Provided information>
[Start of section]
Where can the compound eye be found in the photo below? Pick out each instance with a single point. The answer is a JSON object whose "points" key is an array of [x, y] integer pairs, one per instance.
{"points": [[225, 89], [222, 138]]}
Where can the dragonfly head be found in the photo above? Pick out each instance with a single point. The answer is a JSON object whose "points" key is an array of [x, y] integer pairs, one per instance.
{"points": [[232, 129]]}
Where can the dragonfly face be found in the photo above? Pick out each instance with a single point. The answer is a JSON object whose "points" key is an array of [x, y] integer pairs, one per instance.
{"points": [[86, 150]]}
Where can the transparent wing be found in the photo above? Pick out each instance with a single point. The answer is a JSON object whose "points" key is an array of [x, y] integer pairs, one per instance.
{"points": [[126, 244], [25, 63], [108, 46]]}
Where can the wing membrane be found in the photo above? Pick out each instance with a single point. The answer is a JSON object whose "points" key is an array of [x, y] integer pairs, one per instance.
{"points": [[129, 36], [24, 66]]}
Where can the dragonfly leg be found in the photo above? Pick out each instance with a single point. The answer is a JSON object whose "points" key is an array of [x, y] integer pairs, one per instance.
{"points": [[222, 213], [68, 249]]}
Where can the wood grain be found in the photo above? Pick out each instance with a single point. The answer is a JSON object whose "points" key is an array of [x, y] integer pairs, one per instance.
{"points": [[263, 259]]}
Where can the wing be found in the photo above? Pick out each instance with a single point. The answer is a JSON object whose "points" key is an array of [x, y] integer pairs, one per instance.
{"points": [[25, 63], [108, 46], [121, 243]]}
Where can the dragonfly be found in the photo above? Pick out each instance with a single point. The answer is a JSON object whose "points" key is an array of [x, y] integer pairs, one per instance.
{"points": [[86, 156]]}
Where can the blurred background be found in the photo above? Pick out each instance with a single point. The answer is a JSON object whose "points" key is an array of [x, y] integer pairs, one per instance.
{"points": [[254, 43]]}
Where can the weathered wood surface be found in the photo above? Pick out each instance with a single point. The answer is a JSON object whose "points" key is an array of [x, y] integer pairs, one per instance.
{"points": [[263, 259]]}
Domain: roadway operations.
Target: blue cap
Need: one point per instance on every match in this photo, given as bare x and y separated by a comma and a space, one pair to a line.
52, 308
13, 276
[End of section]
To do> Return verbatim each line from the one that mentions "Domain: roadway operations." to the end of the entries, inclusive.

Written answer>
Domain: roadway operations.
Target: blue cap
Need: one point per instance on every match in this photo, given as bare x and y separated by a comma and a space, one pair to a line.
52, 308
13, 276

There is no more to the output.